**Excerto da página:**
Nos séculos seguintes, o Castelo de Amieira, erguido segundo o estilo gótico, sofreu alterações significativas. Foram edificadas habitações no seu interior, mas já estavam em ruínas quando ocorreu o terramoto de 1755. Mais tarde, a estrutura serviu de cemitério local até se encontrar um novo espaço de sepultamento. A configuração actual resulta das intervenções de que foi alvo durante o Estado Novo, em meados do século passado, que modificaram muito a estrutura original, mas também contribuíram para a sua conservação.

**Exercício proposto:** Consegue editar o excerto sobre o Castelo de Amieira, começando em "Nos séculos seguintes, o" e terminando em "a sua conservação.", substituindo "terramoto" por "sismo"?

**Registos fornecidos:**
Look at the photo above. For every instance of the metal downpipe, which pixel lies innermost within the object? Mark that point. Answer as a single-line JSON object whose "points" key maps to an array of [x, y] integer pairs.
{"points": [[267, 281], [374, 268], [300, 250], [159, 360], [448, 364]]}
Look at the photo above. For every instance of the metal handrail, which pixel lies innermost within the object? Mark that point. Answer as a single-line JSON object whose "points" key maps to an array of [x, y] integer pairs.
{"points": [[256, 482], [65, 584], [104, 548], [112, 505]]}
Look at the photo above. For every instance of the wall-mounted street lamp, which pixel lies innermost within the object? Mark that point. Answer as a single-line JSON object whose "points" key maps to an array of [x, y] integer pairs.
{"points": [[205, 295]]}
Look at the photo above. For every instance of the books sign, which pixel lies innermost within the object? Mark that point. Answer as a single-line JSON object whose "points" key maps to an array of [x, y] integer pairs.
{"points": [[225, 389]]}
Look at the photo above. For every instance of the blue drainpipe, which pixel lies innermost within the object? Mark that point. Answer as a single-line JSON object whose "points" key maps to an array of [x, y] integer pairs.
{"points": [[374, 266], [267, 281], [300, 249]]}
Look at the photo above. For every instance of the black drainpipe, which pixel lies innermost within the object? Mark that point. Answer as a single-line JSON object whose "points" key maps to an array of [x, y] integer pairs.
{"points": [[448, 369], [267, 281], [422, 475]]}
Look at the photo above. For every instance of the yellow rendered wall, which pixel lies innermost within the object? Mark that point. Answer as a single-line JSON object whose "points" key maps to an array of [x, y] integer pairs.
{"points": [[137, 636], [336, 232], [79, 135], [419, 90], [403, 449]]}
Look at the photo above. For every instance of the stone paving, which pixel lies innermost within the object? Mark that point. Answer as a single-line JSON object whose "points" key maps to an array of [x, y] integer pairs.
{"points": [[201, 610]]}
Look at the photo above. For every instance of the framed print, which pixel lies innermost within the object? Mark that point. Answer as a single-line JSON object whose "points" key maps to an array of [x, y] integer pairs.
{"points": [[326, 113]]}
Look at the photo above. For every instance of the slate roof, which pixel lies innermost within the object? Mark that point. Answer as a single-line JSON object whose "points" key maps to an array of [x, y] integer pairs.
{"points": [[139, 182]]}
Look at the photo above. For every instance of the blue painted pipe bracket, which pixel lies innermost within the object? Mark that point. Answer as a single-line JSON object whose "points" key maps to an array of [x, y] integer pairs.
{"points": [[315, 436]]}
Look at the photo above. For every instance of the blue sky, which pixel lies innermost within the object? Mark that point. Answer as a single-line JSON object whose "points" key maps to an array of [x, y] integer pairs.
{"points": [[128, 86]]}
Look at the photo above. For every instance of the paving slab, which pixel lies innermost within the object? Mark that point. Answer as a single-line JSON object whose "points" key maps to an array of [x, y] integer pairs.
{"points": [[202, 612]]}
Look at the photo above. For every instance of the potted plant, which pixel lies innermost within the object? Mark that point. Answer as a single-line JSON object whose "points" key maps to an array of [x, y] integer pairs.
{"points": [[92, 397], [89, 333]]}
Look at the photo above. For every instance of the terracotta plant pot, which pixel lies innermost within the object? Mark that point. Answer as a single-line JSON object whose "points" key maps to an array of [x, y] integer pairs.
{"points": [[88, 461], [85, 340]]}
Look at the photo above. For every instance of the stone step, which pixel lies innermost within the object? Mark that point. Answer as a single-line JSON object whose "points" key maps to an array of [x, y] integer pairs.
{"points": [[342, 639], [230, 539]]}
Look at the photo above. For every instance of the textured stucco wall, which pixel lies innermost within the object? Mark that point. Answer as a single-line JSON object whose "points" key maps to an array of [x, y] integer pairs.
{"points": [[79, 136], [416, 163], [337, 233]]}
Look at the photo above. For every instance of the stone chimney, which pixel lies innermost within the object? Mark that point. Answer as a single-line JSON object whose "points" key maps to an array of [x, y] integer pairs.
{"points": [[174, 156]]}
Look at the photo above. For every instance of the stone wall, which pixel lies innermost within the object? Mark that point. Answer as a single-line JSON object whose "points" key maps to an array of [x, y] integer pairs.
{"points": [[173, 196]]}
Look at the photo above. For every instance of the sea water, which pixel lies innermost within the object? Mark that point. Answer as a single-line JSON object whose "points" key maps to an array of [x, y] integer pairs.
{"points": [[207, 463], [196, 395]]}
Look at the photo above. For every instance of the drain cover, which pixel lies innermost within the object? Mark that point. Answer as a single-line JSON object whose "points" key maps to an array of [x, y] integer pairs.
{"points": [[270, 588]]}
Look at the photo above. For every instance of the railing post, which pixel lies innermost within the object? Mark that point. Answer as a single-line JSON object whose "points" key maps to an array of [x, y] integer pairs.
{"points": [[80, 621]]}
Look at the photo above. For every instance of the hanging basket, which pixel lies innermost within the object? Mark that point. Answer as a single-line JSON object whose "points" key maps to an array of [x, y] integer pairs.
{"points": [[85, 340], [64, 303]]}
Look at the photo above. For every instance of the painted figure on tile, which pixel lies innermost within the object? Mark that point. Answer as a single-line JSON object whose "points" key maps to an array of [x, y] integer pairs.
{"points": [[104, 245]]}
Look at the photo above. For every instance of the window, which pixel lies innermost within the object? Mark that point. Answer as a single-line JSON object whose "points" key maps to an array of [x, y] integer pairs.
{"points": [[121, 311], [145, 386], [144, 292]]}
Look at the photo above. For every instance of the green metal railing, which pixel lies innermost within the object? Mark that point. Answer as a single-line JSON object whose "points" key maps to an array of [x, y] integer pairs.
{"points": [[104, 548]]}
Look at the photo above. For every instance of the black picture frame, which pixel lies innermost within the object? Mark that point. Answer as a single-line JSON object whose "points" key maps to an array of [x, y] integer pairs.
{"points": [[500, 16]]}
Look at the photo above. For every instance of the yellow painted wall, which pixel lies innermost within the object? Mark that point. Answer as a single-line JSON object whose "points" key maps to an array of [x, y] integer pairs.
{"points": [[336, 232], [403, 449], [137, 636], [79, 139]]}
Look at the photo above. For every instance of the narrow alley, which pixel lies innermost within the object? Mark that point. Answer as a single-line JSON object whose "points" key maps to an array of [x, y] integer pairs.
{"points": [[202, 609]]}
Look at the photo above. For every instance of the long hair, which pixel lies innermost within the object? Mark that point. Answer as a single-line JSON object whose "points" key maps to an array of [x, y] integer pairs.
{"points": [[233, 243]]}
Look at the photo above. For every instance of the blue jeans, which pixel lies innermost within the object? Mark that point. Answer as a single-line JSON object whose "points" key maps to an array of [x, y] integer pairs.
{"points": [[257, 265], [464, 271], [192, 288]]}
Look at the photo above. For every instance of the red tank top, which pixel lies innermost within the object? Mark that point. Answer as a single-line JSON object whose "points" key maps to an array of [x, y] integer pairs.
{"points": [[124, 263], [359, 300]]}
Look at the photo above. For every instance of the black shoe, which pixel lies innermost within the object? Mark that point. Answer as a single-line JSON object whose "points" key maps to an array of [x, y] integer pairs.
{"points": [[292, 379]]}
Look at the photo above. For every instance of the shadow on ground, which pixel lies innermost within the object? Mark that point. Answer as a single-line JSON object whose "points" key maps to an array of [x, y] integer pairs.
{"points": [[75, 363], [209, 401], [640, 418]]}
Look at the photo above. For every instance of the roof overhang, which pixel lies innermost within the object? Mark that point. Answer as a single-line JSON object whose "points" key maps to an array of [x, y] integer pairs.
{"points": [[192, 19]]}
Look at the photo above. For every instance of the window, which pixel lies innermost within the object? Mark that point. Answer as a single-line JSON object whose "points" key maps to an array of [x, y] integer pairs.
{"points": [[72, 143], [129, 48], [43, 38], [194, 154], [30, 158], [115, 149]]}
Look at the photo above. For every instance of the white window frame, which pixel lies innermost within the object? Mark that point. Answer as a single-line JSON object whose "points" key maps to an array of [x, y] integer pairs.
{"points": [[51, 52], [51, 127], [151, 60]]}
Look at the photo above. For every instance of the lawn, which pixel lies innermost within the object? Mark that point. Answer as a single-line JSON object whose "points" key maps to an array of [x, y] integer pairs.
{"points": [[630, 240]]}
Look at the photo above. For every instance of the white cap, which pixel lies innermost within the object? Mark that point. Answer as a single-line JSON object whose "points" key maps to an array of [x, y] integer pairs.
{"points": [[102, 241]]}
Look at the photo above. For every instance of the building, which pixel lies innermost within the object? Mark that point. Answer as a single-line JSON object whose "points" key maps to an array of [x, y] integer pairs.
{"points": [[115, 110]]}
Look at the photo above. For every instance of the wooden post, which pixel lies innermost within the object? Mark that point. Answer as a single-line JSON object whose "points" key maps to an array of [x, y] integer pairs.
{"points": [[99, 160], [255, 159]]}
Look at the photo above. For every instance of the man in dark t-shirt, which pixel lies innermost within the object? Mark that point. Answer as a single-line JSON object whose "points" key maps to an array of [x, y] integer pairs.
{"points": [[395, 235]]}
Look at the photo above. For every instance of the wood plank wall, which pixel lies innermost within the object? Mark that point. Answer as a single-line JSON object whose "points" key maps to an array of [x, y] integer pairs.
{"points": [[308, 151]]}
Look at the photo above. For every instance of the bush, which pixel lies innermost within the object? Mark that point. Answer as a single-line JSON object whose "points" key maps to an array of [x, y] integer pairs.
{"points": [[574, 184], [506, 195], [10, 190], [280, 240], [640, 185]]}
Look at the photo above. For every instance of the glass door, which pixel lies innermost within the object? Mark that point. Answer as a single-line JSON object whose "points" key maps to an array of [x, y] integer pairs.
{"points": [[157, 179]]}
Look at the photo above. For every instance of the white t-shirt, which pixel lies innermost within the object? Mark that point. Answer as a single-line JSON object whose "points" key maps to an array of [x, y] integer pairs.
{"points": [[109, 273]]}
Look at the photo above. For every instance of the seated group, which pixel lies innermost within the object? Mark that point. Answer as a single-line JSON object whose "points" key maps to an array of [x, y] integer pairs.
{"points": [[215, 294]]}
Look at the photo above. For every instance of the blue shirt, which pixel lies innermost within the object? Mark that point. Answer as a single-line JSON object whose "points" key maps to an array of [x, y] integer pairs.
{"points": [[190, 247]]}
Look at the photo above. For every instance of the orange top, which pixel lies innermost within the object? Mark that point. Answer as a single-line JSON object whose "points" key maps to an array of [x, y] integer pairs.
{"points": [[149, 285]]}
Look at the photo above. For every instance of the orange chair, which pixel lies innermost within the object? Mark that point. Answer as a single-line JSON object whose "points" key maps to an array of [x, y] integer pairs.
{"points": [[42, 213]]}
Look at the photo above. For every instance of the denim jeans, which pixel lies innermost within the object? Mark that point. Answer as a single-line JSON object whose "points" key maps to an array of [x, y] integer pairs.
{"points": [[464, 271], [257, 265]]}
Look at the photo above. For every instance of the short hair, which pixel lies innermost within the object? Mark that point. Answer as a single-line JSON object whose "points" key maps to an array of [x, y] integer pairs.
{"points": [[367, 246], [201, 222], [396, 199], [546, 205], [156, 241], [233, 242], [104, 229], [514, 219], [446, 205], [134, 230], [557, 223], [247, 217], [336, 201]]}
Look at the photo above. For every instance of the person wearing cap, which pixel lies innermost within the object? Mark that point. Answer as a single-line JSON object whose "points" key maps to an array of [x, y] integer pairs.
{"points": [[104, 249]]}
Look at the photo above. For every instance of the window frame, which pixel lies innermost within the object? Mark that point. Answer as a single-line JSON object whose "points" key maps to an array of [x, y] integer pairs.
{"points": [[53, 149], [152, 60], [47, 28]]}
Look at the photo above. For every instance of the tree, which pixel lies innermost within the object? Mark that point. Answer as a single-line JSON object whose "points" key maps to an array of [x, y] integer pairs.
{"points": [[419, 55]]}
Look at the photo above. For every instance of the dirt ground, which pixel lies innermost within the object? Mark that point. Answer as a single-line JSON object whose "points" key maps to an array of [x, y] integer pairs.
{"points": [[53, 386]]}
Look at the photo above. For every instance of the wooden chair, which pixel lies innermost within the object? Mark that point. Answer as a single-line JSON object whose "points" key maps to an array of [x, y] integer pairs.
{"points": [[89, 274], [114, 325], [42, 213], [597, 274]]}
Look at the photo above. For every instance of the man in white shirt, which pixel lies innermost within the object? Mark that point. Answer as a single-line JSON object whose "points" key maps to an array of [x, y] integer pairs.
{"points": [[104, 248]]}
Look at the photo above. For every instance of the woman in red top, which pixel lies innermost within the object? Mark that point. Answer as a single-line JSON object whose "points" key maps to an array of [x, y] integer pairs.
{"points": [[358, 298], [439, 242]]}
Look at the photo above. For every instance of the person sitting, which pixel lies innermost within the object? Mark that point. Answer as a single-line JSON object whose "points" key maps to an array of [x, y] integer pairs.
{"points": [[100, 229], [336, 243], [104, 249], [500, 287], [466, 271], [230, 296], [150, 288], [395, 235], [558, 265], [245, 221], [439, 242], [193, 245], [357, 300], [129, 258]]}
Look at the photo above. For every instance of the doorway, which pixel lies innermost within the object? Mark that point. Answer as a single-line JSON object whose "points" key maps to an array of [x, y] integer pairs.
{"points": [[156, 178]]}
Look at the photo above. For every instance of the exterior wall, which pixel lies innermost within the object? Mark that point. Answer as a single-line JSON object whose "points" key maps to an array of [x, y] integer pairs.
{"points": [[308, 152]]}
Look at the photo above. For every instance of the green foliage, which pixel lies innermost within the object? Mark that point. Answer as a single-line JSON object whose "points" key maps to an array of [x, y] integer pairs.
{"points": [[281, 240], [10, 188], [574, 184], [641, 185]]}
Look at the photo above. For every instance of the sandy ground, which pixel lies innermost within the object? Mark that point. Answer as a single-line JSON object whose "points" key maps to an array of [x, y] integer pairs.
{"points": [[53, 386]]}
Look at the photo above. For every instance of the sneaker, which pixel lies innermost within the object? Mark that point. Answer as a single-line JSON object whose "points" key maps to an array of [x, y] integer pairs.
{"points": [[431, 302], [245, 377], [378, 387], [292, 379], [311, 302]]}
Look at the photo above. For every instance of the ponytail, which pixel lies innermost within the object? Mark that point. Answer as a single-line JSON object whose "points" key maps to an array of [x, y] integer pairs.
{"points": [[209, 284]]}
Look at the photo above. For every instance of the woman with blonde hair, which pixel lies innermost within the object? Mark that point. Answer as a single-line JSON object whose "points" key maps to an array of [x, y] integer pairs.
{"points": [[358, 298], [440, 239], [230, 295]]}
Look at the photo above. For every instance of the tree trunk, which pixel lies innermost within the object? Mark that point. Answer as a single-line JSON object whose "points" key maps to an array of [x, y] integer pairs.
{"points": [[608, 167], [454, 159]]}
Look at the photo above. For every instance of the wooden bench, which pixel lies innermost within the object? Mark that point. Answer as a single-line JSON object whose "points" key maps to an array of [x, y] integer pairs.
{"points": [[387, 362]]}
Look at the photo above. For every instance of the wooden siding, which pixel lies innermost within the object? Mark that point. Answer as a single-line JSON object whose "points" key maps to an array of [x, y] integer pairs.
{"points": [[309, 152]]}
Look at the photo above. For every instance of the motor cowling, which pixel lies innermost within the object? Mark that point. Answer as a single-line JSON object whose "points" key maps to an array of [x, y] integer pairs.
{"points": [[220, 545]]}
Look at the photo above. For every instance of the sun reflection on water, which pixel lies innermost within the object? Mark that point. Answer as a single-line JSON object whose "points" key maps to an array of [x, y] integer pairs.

**Resultado da tarefa:**
Nos séculos seguintes, o Castelo de Amieira, erguido segundo o estilo gótico, sofreu alterações significativas. Foram edificadas habitações no seu interior, mas já estavam em ruínas quando ocorreu o sismo de 1755. Mais tarde, a estrutura serviu de cemitério local até se encontrar um novo espaço de sepultamento. A configuração actual resulta das intervenções de que foi alvo durante o Estado Novo, em meados do século passado, que modificaram muito a estrutura original, mas também contribuíram para a sua conservação.